# Aim
Write the next part of the interview about building the winery's own production facility, picking up after its final sentence.

What made you decide that the time was right to create your own facility?
I never intended to do a brick-and-mortar winery facility; I wanted to integrate within another winery.
But as the wine industry became more profitable before 2008, this space started drying up, and rates for custom production skyrocketed. Our production grew beyond where I imagined it would. We started off with 2,200 cases and kept bumping it up every year.
At some point, you tip over into where it becomes financially prudent to look at your own facility.
So we broke ground in 2006, opened the facility in 2008, and in 2010, we started expanding it because we hadn’t anticipated how successful our new tasting venue would be.
Meanwhile, we leased more property to control our vineyards, especially the Pinot Noir. Recently we purchased another piece of property that will give us 15 acres of Sauvignon Blanc. We’re preparing to plant three vineyards in 2015.
We went from something we visualized being virtual to now owning our own facility and, by 2015, we’ll have almost all of our own grape sourcing. We have a beautiful winery facility that has helped our success because of our tasting venue.

# Material supplied

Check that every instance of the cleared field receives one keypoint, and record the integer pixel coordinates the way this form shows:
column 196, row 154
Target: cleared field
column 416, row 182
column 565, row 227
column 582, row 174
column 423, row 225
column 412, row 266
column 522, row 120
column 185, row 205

# Exercise result
Are there challenges that come with that kind of growth?
The only way we can be successful is to have control. This control has come by progressively replacing purchased fruit with our own grown fruit, through vineyards we leased that are existing or planting new vineyards on leased land or purchased land, and having our own facility gives us this incredible control over the process.
Will you continue to broaden or will the Pinot Noir remain the main focus?
We were making 90 percent Pinot years ago and 10 percent Sauvignon Blanc, and now it’s almost 50/50.
This change came about because of the success of our Sauvignon Blanc program, which created its own whirlwind and vortex of success. We started making it but we weren’t looking at it being a serious part of our production. But it was so popular, even though it was expensive – there is nothing else like it in America.
So because it’s a less capital-intensive wine to make, it was a very good thing for us during the downturn when people were cutting back on purchasing high-end Pinot Noirs. We were able to supplement our production with more Sauvignon Blanc and create a healthier balance.
It also allowed us to cut back on the purchase of Pinot Noir fruit from others and focus on our own vineyards. We strengthened that position and the quality of the Pinot Noir.
It was good all around. Now we’re moving in the same way to control our Sauvignon Blanc sources because it’s an important part of our portfolio. Since a number of the old vineyards we have been using are at the point of heavy decline, I decided if we’re going to be purchasing young fruit, why not plant our own vineyards and have more control?
How are you able to keep price reasonable when you’re producing at such a high level?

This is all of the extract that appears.